#### 本文
::::::::::

1:13で、使徒パウロは何度もローマに行こうとしたが行けなかったこと、また行きたかった理由として、15節「ぜひ福音を伝え」たいからだと書きます。何故そんなに福音を伝えたかったか。16節「私は福音を恥」としないからだと言います。やや弱く響きますが、これは修辞法の一つであり、パウロは本当は非常に強い確信を持っていました。ローマ書より少し前に書いたガラテヤ書6:14では、「私には、私たちの主イエス・キリストの十字架以外に誇りとするものが、決してあってはなりません」と書いています。
あるいは、ローマの教会には、ギリシア・ローマ文明の中でキリスト教に少々引け目を感じ、信仰を公に表すことを恥じる者もいたために、こんな言い方をしたのかも知れません。いずれにせよ、彼は「私は福音を最高に誇りとしている。だから、何としても福音を伝えたい」と言うのです。
何故こうまで福音を誇るのでしょうか。それは福音が16節「ユダヤ人を初めギリシア人にも、信じる全ての人に救いをもたらす神の力」だからです。福音は素晴らしい神の力!パウロはこれをよく知っていました。だから、何としてもこれを伝えたい!16、17節はローマ書の核心部分と言えます。
では、福音はどんな点で素晴らしい神の力なのでしょうか。三つばかり見たいと思います。

::::::::::

#### 提供データ
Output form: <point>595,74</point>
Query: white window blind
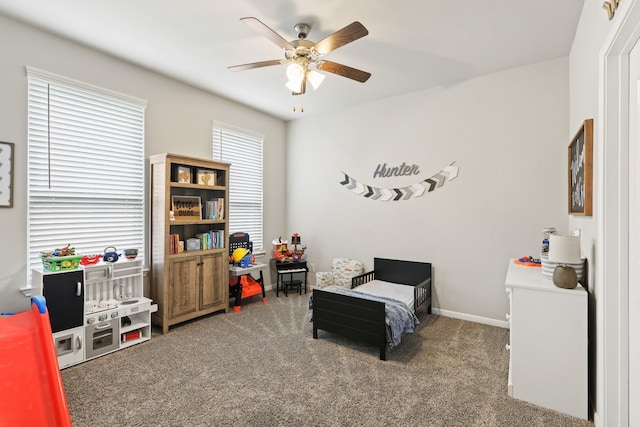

::::::::::

#### 設定課題
- 1) 本文の「何故こうまで福音を誇るのでし」から「三つばかり見たいと思います。」までを、一字も変えずに書き写してください。
- 2) 本文に基づいて、次の問いに答えてください。
(a) 15節によると、パウロがローマに行きたかった理由は何ですか。
(b) ローマ書より少し前にパウロが書いた書として挙げられているのは何ですか。
(c) ローマ書の核心部分と言えるのは何節ですか。

#### 解答
- 1)
何故こうまで福音を誇るのでしょうか。それは福音が16節「ユダヤ人を初めギリシア人にも、信じる全ての人に救いをもたらす神の力」だからです。福音は素晴らしい神の力!パウロはこれをよく知っていました。だから、何としてもこれを伝えたい!16、17節はローマ書の核心部分と言えます。
では、福音はどんな点で素晴らしい神の力なのでしょうか。三つばかり見たいと思います。

- 2)
(a) ぜひ福音を伝えたいから。
(b) ガラテヤ書。
(c) 16、17節。